> [SHORT PROBLEM A]:
Answer these questions about the guide below on extracting audio from video in Python:
(i) Which three applications does it name as possibly requiring a focus solely on the audio in a video file?
(ii) According to its list of sections, which tool is used to process and convert extracted audio?
(iii) Which three output formats does it name?

> [PROVIDED PASSAGE]:
^^^^
MEDIA GUIDES / Front-End Development

How to Extract Audio from Video in Python

From entertainment to cutting-edge R&D, countless industries depend on the processing and use of video files. Focusing solely on the audio in a video file can be necessary for applications such as speech recognition, podcast creation, or audio analysis. When dealing with videos that incorporate audio elements, knowing how to extract audio from video in Python can be an important part of your toolkit.

This post will cover techniques on how to extract audio from video in Python, a powerful and flexible programming language often used for media manipulation tasks. By the end of this guide, you’ll have the knowledge to extract audio from video files using different methods in Python, enabling you to leverage audio data in your own projects.

In this article:

What Does It Mean to Extract Audio from a Video?
What Can You Do with Extracted Audio?
Using MoviePy to Extract Audio from a Video
Extracting Audio Using FFmpeg in Python
Using Pydub to Process and Convert Extracted Audio
Automating Audio Extraction with Cloudinary

What Does It Mean to Extract Audio from a Video?

Extracting audio from a video file involves isolating the audio track embedded within the video content, making it available as a separate file. This process allows you to work exclusively with the audio portion for various applications without needing the video itself.

Separating audio is critical for transcription, where spoken words must be converted into text. Likewise, when remixing, producing music, or designing sound, isolating audio lets you edit sounds, loops, or voiceovers separately from the video. Additionally, isolating background music from dialogue is crucial for some projects and requiring audio extraction.

The choice of output format—whether MP3, WAV, or AAC—can significantly impact the quality and usability of the extracted audio.
^^^^
Records
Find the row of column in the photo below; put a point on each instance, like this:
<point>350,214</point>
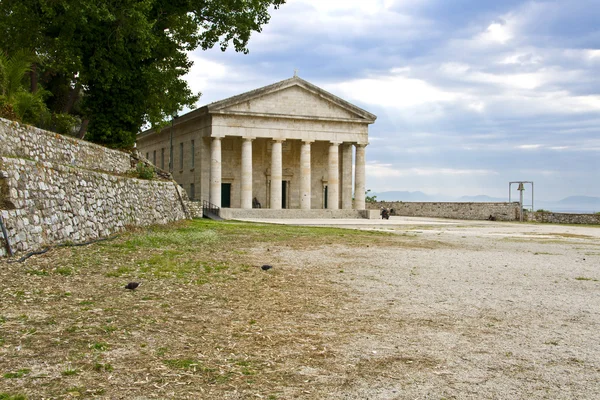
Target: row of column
<point>333,184</point>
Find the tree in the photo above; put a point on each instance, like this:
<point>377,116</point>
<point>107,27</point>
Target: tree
<point>370,198</point>
<point>124,60</point>
<point>16,101</point>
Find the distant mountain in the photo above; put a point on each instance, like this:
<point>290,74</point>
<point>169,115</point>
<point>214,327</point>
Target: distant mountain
<point>571,204</point>
<point>588,200</point>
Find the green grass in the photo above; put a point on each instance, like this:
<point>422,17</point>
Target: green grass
<point>8,396</point>
<point>19,374</point>
<point>583,278</point>
<point>195,315</point>
<point>70,372</point>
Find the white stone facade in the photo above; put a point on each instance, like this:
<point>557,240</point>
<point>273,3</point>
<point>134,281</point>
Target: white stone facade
<point>287,145</point>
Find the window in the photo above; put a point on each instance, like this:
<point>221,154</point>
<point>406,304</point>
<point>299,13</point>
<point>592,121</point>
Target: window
<point>193,160</point>
<point>180,155</point>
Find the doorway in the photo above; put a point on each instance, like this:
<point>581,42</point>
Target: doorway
<point>284,186</point>
<point>225,195</point>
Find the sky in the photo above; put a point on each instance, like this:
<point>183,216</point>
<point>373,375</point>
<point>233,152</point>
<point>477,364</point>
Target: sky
<point>469,94</point>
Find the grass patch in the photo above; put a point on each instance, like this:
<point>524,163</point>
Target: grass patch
<point>584,278</point>
<point>8,396</point>
<point>19,374</point>
<point>205,320</point>
<point>70,372</point>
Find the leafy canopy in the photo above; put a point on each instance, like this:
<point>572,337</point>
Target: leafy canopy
<point>128,57</point>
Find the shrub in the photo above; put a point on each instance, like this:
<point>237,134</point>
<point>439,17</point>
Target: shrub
<point>144,171</point>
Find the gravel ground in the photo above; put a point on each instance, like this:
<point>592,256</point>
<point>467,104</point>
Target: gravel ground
<point>477,310</point>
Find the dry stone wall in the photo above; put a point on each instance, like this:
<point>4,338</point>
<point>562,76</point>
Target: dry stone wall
<point>58,189</point>
<point>472,211</point>
<point>23,141</point>
<point>563,218</point>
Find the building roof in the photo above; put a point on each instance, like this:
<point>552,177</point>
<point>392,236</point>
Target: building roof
<point>221,106</point>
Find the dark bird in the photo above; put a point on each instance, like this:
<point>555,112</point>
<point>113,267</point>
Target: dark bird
<point>132,285</point>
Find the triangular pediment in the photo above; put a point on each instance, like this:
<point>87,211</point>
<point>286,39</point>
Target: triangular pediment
<point>294,97</point>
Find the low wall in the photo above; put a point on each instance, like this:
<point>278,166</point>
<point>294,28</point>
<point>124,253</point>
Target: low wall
<point>472,211</point>
<point>49,202</point>
<point>265,213</point>
<point>24,141</point>
<point>563,218</point>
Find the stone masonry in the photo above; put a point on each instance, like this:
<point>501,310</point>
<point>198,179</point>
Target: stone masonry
<point>472,211</point>
<point>288,145</point>
<point>55,189</point>
<point>563,218</point>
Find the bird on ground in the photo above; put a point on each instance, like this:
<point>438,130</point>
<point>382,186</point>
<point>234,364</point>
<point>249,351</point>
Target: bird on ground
<point>132,285</point>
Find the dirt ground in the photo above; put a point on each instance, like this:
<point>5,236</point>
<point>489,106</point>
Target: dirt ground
<point>439,309</point>
<point>485,310</point>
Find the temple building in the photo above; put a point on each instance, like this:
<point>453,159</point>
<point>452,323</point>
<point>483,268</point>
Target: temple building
<point>287,145</point>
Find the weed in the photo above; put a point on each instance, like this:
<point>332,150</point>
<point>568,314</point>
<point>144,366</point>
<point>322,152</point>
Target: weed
<point>99,367</point>
<point>70,372</point>
<point>583,278</point>
<point>8,396</point>
<point>38,272</point>
<point>64,271</point>
<point>19,374</point>
<point>99,346</point>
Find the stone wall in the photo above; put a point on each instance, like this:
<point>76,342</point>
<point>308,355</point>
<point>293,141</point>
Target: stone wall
<point>563,218</point>
<point>473,211</point>
<point>57,189</point>
<point>266,213</point>
<point>23,141</point>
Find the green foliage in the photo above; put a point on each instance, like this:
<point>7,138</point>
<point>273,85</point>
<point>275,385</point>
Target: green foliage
<point>65,124</point>
<point>19,374</point>
<point>144,171</point>
<point>125,60</point>
<point>8,396</point>
<point>370,199</point>
<point>17,101</point>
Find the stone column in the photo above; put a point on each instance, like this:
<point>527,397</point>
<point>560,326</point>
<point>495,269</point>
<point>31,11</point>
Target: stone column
<point>246,173</point>
<point>359,178</point>
<point>276,175</point>
<point>215,171</point>
<point>333,179</point>
<point>347,176</point>
<point>305,176</point>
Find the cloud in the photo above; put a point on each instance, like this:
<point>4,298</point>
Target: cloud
<point>469,94</point>
<point>388,171</point>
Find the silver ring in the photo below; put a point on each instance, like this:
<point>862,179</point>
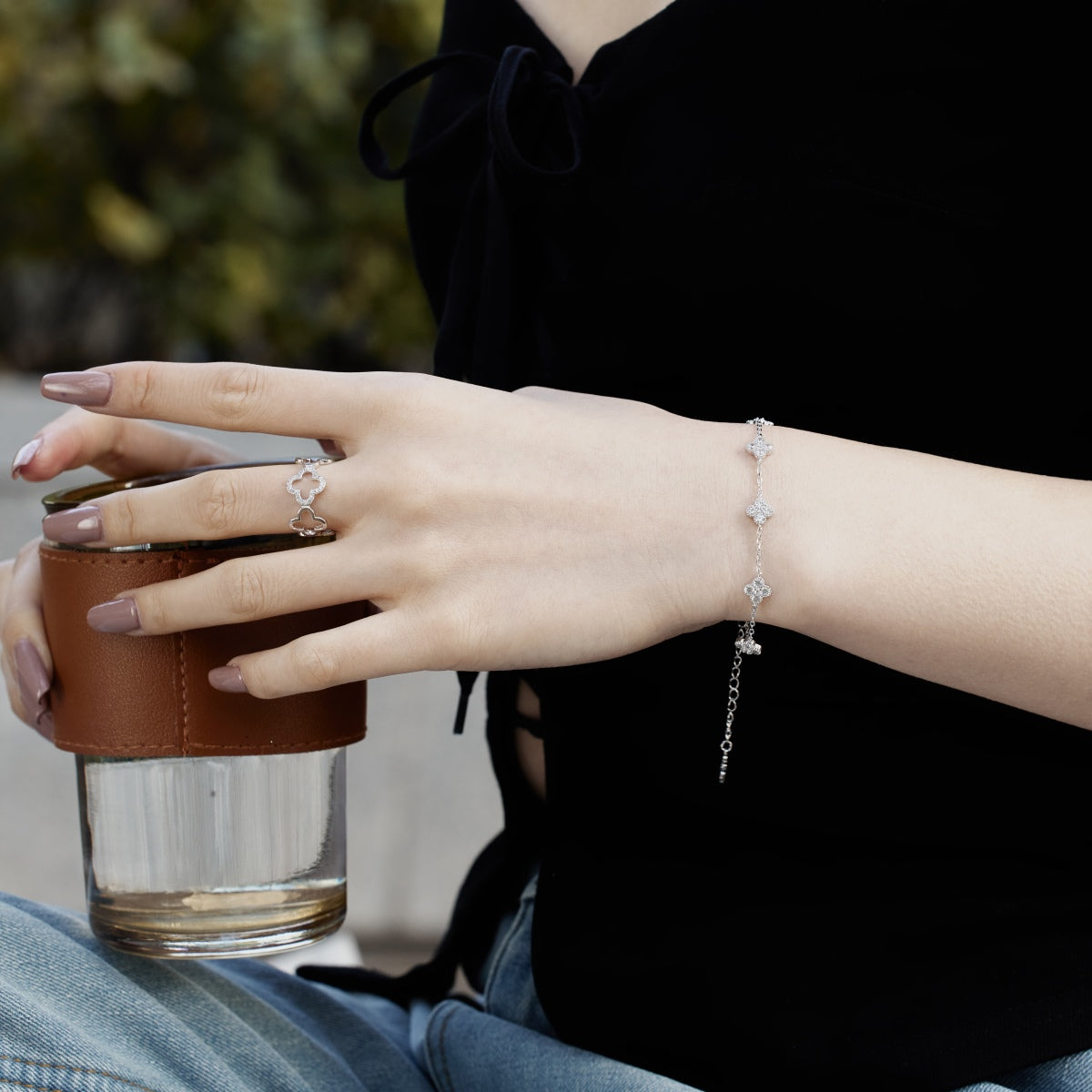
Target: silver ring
<point>307,468</point>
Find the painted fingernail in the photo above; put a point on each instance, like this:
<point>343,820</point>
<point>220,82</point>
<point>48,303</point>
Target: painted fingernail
<point>33,681</point>
<point>44,725</point>
<point>77,388</point>
<point>25,456</point>
<point>118,616</point>
<point>228,680</point>
<point>83,524</point>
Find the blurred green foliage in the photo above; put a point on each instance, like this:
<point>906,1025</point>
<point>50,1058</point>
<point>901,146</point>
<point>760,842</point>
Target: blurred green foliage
<point>180,178</point>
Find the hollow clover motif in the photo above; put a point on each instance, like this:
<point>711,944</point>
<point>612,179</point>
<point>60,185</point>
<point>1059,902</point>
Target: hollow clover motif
<point>319,483</point>
<point>757,591</point>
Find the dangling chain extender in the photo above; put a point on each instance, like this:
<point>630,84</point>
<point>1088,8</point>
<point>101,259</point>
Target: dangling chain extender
<point>756,591</point>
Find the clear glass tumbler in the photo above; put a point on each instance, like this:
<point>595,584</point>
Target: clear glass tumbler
<point>213,855</point>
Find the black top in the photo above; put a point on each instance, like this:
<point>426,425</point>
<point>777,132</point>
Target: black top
<point>845,217</point>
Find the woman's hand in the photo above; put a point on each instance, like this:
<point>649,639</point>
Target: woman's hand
<point>491,530</point>
<point>118,449</point>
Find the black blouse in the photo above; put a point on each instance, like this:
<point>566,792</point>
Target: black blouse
<point>850,217</point>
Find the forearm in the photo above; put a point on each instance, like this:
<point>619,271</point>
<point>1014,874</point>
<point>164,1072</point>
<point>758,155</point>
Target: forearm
<point>967,576</point>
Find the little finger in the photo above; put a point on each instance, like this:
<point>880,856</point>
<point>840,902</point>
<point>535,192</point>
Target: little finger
<point>217,503</point>
<point>238,590</point>
<point>27,666</point>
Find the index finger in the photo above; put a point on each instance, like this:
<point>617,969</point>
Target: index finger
<point>223,394</point>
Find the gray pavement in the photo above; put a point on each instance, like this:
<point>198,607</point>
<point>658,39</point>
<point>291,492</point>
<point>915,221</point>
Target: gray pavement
<point>421,801</point>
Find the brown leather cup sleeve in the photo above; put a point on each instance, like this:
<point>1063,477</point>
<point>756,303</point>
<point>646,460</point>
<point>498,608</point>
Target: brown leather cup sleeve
<point>142,697</point>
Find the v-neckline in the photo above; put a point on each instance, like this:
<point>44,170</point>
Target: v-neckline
<point>604,48</point>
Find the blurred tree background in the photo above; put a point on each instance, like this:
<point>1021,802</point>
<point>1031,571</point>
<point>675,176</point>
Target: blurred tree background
<point>179,179</point>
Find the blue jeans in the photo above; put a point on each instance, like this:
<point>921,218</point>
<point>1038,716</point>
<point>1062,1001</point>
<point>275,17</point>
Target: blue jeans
<point>77,1016</point>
^^^^
> [SHORT PROBLEM B]: Extract every line of the records above that contains the word "clear". Case counts.

> [FULL OUTPUT A]:
(i) Speech recognition, podcast creation, and audio analysis.
(ii) Pydub.
(iii) MP3, WAV, and AAC.

> [FULL OUTPUT B]:
Find the clear glass tumbler in the photo above; put a point on each instance, like this:
Target: clear glass tumbler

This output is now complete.